__Stored entries__

:::

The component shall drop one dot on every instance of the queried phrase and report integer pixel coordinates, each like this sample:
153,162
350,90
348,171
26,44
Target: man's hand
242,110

:::

__Task directions__
Write out the data above line for line, changing nothing.

__Output of the exercise__
The component shall drop one dot on every instance of the queried phrase and report integer pixel coordinates, each like this sample:
153,162
350,90
348,171
26,44
Target: man's hand
242,110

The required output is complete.